■ **EXERCISE AIM**:
What is needed is an exact copy of the entries below, from the line that contains "of the village" through the final line, both included, and nothing else.

----- DATA FOR THE TASK

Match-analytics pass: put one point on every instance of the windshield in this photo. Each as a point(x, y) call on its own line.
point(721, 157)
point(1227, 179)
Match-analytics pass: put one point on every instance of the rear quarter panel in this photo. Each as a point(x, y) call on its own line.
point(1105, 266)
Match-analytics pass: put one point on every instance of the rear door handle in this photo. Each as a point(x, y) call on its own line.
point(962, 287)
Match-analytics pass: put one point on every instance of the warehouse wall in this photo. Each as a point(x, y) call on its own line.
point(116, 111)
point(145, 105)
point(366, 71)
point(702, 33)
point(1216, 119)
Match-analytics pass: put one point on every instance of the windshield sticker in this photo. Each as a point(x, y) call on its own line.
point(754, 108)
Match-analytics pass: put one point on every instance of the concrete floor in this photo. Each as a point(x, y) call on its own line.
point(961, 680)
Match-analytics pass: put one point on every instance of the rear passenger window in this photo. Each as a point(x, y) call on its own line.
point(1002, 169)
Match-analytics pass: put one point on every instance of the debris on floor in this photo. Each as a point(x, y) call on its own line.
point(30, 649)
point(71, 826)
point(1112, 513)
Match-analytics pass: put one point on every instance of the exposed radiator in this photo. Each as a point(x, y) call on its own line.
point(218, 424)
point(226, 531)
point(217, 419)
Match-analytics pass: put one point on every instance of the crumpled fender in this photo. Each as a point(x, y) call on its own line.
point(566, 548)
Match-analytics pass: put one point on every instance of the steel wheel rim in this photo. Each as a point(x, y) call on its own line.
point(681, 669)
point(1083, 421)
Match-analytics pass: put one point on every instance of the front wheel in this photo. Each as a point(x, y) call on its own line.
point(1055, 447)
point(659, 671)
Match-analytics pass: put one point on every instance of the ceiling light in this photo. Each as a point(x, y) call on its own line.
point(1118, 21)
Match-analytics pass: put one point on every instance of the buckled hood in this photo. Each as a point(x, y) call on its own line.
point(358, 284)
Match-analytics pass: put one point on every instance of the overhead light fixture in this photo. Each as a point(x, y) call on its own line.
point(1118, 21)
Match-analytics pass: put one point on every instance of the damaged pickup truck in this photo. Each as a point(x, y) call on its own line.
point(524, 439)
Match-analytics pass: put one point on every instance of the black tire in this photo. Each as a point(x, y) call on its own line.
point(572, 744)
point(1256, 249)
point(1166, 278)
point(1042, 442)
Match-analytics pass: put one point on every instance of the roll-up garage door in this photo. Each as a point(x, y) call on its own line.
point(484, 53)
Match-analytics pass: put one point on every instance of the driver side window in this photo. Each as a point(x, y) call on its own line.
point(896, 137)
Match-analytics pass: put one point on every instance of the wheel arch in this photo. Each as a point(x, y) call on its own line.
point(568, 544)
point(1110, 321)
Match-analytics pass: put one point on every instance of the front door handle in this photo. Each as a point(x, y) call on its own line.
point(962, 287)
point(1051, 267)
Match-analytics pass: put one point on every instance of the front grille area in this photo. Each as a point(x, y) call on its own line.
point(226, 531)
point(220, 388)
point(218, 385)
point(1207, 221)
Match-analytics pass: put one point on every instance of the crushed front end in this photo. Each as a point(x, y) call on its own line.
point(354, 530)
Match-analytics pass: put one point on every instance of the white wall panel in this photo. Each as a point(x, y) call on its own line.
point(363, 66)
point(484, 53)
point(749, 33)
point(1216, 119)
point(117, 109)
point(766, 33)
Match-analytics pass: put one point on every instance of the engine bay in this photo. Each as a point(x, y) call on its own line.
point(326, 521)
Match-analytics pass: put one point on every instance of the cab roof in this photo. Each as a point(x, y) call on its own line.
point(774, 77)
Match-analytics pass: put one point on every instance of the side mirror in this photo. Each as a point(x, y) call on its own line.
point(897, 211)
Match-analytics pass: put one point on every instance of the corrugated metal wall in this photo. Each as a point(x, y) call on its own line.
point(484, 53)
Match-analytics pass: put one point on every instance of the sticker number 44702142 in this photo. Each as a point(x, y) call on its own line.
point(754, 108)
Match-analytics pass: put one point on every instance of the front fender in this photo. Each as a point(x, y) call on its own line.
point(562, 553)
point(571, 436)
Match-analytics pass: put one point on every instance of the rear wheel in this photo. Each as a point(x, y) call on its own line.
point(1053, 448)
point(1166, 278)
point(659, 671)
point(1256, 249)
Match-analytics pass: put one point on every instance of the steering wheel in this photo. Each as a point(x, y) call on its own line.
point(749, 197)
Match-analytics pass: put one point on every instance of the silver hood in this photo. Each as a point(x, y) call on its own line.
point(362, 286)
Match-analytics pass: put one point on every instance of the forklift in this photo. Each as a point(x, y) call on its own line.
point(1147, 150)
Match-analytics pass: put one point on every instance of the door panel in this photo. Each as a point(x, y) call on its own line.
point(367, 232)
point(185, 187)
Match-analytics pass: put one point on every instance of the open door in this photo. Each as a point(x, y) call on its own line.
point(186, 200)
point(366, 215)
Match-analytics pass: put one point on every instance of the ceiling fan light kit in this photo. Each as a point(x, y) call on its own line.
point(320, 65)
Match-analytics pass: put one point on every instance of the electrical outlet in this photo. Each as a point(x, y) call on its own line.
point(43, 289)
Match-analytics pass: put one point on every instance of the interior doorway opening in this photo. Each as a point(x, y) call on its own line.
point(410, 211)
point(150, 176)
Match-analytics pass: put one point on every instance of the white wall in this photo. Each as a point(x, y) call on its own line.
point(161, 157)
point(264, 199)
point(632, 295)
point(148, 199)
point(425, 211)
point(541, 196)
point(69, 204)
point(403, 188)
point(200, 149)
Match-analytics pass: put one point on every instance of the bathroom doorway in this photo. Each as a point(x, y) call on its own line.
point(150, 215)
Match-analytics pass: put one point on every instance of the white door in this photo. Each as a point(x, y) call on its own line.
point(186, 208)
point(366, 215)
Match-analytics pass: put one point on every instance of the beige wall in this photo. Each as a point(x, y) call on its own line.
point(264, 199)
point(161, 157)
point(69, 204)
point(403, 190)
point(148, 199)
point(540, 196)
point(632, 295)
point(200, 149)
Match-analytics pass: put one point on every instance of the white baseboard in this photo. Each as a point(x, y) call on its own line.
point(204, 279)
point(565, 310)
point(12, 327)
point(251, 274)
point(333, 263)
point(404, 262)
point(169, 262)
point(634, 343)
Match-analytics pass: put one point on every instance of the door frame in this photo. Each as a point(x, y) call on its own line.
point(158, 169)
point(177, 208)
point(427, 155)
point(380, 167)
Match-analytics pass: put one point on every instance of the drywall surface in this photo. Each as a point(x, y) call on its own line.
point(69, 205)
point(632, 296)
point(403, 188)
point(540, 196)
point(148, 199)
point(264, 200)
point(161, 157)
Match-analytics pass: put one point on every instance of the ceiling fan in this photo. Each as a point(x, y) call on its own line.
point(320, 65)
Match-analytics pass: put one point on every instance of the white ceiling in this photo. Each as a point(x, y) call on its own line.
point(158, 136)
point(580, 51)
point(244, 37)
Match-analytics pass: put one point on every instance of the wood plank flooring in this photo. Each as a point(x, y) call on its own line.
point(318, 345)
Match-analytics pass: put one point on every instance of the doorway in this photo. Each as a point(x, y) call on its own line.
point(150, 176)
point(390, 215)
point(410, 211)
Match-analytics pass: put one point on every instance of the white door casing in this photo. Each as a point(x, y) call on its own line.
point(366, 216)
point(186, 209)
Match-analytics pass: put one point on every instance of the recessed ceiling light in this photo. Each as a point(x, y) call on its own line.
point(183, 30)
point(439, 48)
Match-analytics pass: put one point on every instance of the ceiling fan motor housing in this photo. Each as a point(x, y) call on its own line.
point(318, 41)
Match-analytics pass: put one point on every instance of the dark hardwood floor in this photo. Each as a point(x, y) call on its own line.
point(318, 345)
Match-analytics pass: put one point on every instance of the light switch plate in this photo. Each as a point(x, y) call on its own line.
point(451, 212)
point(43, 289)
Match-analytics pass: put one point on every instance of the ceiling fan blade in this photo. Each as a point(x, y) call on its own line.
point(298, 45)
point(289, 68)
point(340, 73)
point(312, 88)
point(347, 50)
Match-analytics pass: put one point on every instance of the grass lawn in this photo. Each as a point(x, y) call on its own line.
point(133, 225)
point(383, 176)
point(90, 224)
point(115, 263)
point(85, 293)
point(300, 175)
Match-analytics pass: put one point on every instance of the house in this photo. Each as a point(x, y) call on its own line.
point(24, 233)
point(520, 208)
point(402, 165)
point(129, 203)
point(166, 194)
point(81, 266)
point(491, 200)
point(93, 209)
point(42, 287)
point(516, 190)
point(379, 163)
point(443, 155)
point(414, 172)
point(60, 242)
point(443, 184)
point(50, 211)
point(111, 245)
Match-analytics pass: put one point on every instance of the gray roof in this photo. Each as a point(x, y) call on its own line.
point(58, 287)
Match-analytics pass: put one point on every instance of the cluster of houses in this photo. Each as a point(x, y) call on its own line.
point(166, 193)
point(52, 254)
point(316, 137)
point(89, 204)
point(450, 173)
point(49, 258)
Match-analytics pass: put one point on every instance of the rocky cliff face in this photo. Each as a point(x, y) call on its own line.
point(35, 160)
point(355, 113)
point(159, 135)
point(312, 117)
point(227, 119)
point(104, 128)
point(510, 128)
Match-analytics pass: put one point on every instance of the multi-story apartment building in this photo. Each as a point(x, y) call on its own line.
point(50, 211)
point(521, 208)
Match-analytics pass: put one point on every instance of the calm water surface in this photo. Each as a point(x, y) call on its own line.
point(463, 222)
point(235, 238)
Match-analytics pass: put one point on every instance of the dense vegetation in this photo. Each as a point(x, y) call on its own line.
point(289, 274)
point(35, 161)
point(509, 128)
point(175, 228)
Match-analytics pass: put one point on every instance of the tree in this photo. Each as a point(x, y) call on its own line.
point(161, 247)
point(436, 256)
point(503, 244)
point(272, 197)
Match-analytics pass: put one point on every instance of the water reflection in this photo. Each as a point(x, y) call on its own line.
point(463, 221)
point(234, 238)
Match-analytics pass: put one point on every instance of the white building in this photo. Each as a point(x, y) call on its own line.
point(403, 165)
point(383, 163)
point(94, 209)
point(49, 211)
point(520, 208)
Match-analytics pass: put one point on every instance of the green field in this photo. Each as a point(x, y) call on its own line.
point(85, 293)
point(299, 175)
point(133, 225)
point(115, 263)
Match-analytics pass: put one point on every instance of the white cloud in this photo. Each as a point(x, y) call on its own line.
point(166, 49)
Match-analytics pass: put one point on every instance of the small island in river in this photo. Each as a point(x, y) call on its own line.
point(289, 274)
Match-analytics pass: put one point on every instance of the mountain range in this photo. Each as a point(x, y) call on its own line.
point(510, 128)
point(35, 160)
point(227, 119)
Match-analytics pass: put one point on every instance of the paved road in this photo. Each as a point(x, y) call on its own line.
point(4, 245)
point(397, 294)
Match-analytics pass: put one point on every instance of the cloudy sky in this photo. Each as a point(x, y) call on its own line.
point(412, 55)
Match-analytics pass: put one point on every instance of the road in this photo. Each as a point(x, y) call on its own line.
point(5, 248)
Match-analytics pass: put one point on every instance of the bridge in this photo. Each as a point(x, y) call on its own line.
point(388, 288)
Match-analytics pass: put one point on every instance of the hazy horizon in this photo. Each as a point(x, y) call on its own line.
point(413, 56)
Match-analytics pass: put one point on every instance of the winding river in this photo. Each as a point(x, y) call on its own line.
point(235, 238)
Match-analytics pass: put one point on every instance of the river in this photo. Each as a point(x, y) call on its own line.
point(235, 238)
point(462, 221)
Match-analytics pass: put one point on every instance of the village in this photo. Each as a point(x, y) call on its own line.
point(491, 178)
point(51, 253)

----------

■ **RESPONSE TO THIS EXERCISE**:
Match-analytics pass: put one point on every instance of the village in this photo. Each as a point(x, y) call on its own line.
point(491, 178)
point(51, 253)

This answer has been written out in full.